START EXTRACTED RECORDS

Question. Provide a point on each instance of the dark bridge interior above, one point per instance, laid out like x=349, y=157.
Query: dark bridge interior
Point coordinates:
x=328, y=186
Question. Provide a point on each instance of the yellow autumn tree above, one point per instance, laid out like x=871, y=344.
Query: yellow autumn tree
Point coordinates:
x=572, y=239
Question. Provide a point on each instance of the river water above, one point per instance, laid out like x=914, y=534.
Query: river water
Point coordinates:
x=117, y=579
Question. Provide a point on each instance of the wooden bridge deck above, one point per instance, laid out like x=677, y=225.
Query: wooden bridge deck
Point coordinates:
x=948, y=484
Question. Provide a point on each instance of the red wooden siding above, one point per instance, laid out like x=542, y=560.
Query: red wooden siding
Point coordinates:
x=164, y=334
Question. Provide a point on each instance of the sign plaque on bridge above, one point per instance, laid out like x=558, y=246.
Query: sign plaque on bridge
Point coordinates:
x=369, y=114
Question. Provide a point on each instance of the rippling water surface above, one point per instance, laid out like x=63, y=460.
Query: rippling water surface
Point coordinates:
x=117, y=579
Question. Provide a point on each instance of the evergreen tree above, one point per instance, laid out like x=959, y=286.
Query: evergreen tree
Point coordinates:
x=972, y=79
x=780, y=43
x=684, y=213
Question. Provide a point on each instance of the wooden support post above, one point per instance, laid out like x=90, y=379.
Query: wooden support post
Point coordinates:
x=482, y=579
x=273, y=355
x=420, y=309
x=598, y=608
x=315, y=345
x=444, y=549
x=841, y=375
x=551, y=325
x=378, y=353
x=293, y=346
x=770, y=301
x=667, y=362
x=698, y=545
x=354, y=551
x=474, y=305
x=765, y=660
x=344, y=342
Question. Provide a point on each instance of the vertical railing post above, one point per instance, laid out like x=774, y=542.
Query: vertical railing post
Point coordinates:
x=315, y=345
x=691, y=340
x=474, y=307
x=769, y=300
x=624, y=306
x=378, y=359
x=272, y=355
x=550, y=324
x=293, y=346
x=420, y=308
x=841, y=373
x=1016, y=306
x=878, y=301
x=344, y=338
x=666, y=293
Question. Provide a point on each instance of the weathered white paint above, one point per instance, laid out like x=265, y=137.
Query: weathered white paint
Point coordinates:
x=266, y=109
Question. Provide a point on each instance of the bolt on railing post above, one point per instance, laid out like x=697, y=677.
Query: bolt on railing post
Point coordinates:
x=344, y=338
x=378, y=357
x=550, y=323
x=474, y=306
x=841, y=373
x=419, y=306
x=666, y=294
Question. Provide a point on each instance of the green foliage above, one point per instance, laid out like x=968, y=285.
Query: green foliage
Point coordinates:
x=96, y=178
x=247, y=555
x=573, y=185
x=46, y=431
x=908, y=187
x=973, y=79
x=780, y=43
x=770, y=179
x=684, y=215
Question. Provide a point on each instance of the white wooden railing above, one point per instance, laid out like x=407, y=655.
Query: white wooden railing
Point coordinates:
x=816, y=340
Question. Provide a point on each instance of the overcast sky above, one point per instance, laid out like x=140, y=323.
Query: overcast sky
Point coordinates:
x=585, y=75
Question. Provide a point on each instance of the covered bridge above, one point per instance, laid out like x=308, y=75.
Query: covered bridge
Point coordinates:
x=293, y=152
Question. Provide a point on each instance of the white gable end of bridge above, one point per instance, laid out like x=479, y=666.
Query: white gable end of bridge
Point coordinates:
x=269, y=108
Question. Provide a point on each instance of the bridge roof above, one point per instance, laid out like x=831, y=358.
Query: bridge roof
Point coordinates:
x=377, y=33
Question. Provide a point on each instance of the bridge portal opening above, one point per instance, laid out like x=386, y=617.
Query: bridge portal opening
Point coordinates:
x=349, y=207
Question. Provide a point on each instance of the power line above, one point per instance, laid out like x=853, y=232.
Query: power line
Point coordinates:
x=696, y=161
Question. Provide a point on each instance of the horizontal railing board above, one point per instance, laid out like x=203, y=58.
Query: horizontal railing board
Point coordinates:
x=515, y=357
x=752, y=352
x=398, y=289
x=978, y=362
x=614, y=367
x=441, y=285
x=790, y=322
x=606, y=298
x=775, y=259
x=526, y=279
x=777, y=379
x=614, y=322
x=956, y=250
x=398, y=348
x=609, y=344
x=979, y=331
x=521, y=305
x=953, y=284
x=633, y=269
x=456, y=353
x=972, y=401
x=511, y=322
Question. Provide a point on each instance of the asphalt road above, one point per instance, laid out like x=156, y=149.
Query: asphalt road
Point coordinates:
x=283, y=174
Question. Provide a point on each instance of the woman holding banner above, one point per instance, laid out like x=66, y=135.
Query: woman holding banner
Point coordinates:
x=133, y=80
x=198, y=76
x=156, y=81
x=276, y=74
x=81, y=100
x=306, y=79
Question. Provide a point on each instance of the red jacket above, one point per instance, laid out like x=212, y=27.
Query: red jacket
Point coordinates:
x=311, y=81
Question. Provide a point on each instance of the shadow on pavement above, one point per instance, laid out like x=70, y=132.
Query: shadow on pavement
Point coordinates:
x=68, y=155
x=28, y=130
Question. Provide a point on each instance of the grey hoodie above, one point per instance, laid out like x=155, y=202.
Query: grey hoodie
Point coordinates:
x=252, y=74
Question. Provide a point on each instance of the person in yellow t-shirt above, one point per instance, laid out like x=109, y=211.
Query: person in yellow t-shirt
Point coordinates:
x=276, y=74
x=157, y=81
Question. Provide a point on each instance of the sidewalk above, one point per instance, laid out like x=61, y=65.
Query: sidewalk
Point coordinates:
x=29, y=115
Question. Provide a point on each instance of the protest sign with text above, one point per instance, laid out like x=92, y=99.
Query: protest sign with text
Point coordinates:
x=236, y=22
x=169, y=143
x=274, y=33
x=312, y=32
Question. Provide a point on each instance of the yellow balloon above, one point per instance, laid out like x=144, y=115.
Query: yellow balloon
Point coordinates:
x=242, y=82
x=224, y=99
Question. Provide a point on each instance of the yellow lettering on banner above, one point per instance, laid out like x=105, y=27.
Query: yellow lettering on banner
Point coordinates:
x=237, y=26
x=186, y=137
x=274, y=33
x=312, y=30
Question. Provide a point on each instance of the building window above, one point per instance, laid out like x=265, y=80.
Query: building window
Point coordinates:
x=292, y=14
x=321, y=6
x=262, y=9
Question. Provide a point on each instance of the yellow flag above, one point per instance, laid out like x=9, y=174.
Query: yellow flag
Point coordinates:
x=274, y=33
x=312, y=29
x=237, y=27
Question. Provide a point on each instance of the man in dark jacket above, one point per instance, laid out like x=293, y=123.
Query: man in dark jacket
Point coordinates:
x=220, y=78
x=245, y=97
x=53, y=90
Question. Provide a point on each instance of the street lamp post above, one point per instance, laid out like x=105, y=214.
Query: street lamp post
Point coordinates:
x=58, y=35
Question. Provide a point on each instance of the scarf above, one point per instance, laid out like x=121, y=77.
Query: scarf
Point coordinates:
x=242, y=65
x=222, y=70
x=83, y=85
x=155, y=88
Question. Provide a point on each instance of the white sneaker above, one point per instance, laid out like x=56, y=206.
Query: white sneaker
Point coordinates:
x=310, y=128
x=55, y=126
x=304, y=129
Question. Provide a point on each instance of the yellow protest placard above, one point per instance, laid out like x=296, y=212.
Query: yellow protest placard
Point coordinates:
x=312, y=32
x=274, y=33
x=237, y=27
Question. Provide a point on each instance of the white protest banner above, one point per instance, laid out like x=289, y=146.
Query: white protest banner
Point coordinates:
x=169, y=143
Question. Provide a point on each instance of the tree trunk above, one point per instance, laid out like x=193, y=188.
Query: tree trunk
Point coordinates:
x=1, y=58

END EXTRACTED RECORDS

WORK ORDER
Each line of the data that includes "shirt" should be copied.

EXERCISE ANSWER
Question. Provide a point on each instance of the person in yellow t-shirt above, one point per instance, laid out like x=109, y=211.
Query: person in yellow t-shirt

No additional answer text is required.